本文 -
よくこちらに話を合わせるように、「私もクラシックよく聴くんですよ」とか、「クラシックが好きなんです」という人は多いのですが、たいして聴かなかったり、それほど好きでもないのであれば、話を合わせようと取り繕っていたり、嘘をついているのがバレてしまい、かえって恥をかきます。言葉というものは、使い過ぎるとインフレを起こす特性があります。私たちは日頃から、あまり意識せずにいろいろなものに「好き」という言葉を当てはめます。そのため、ただ「○○が好き」というと、相手にはかなり目減りして伝わり、とくにあえて言うほどの意味もないという場合もあります。ほんとうにクラシックが好きで、聴いている人は、それをそのまま言葉にするのは少ないでしょう。話すとしても、どれだけ好きで、聴いているのかがわかる話やエピソードを間接的に伝えることで、相手にわかってもらおうとします。
もちろん、本書を読んでほんとうに聴きはじめた人は、そんな細かいことは気にしなくてよいですし、何も心配はいりません。聴きはじめたという事実をありのままに話せば、相手がどんな人であれわかってくれます。問題は、それほど聴かないし、好きでもないのに、いたずらに話をふくらませてしまうと、相手にあまりよい印象を与えないということなのです。そういう人がもし言うのなら、「クラシックは聴きたいと思っているんです」とか、「もっと好きになりたいんです」などと言ったほうがはるかに好印象で、こちらも「ではチケットがあるので差し上げます」ということになります。

提供資料 -

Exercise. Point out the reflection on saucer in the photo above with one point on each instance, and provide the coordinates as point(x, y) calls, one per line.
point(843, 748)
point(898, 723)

課題 -
クラシックを「好き」と言うことについての本文を、一字も変えずに全文書き写すこと。

解答 -
よくこちらに話を合わせるように、「私もクラシックよく聴くんですよ」とか、「クラシックが好きなんです」という人は多いのですが、たいして聴かなかったり、それほど好きでもないのであれば、話を合わせようと取り繕っていたり、嘘をついているのがバレてしまい、かえって恥をかきます。言葉というものは、使い過ぎるとインフレを起こす特性があります。私たちは日頃から、あまり意識せずにいろいろなものに「好き」という言葉を当てはめます。そのため、ただ「○○が好き」というと、相手にはかなり目減りして伝わり、とくにあえて言うほどの意味もないという場合もあります。ほんとうにクラシックが好きで、聴いている人は、それをそのまま言葉にするのは少ないでしょう。話すとしても、どれだけ好きで、聴いているのかがわかる話やエピソードを間接的に伝えることで、相手にわかってもらおうとします。
もちろん、本書を読んでほんとうに聴きはじめた人は、そんな細かいことは気にしなくてよいですし、何も心配はいりません。聴きはじめたという事実をありのままに話せば、相手がどんな人であれわかってくれます。問題は、それほど聴かないし、好きでもないのに、いたずらに話をふくらませてしまうと、相手にあまりよい印象を与えないということなのです。そういう人がもし言うのなら、「クラシックは聴きたいと思っているんです」とか、「もっと好きになりたいんです」などと言ったほうがはるかに好印象で、こちらも「ではチケットがあるので差し上げます」ということになります。